## Selection
The methodology used to address the vicious cycle of reactive maintenance has been developed over a period of five years with the co-operation of several of Australia's most notable asset intensive industries.

The program is endorsed by SIRFrt and is the preferred maintenance analysis method of one of the World's largest mining companies. The methodology, training programs and software package are known as PMO2000. Further information can be found at www.pmoptimisation.com.

Aim

This paper is written in three sections.

Section 1. PM Optimisation - Maintenance Analysis of the Future

The aim of Section 1 is to describe the process of PM Optimisation with specific reference to PMO2000 methodology. This section also aims to demonstrate the origins of many of the problems that today's asset manager face and how PM Optimisation can assist organisations improve their asset management.

## Tasks and exercises
A. According to the PMO2000 passage, what name covers the methodology, training programs and software package?
B. Repeat the PMO2000 passage word for word between "The methodology used" and "found at www.pmoptimisation.com.", inclusive.

## Dataset content
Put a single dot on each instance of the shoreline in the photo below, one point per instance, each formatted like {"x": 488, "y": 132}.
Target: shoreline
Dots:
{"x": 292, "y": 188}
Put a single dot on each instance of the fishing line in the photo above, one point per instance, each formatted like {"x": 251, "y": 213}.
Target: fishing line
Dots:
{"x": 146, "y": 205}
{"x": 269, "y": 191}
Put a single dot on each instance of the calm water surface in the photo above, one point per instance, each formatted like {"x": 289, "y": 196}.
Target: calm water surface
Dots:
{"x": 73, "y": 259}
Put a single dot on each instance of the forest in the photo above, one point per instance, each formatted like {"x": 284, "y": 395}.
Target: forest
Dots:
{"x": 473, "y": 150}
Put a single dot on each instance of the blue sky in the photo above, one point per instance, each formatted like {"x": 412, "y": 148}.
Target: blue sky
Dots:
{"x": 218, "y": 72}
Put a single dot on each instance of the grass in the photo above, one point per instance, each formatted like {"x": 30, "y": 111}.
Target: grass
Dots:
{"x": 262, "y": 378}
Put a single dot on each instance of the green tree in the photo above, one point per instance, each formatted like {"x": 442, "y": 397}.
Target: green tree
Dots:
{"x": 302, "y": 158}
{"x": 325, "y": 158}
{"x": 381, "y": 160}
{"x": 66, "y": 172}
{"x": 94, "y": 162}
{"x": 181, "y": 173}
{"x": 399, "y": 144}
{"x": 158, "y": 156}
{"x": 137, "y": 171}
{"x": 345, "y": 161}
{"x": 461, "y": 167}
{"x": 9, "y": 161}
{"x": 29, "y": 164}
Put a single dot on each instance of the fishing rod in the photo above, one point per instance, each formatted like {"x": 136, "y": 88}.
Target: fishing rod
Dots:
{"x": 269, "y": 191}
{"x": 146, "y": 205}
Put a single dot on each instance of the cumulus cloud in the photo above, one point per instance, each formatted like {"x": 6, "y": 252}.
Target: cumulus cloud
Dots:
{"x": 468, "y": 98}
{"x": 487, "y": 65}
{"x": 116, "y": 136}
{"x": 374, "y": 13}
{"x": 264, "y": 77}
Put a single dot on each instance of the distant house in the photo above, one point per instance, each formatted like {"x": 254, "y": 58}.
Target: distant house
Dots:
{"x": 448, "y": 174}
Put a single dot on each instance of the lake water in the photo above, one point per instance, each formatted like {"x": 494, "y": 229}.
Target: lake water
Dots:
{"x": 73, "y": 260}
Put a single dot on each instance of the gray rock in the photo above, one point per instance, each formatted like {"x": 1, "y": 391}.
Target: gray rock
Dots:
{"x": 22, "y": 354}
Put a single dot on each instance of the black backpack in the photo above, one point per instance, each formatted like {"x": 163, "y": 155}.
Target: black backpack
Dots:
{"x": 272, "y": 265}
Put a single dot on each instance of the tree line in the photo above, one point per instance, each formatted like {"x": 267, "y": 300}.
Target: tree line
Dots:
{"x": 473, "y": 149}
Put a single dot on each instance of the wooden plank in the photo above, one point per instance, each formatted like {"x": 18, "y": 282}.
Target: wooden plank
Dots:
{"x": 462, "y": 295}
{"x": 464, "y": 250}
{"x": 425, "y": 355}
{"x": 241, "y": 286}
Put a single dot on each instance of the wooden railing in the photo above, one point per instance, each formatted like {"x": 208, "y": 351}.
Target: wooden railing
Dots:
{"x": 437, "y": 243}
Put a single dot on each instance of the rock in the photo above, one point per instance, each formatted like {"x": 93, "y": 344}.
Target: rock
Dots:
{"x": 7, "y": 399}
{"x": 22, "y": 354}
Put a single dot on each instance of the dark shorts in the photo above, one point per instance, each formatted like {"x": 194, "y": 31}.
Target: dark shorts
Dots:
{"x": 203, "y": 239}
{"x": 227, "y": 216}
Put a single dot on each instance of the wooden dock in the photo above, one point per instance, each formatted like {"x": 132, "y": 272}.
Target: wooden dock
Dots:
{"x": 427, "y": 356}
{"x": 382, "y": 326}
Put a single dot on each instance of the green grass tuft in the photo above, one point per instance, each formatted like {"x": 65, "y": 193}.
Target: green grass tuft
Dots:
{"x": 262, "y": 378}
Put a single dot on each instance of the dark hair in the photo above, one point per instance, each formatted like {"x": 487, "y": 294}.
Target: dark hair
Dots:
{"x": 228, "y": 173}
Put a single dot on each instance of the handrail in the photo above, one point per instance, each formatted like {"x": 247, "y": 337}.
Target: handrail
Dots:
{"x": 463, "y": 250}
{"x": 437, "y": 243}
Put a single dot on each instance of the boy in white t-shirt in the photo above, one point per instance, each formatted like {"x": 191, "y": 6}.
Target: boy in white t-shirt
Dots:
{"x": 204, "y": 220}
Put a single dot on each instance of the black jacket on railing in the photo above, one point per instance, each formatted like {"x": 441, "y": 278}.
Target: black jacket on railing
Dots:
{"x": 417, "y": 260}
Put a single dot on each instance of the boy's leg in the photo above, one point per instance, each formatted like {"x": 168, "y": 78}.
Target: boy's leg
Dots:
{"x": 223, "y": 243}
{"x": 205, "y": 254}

## Task-by-task answers
A. PMO2000

B.
The methodology used to address the vicious cycle of reactive maintenance has been developed over a period of five years with the co-operation of several of Australia's most notable asset intensive industries.

The program is endorsed by SIRFrt and is the preferred maintenance analysis method of one of the World's largest mining companies. The methodology, training programs and software package are known as PMO2000. Further information can be found at www.pmoptimisation.com.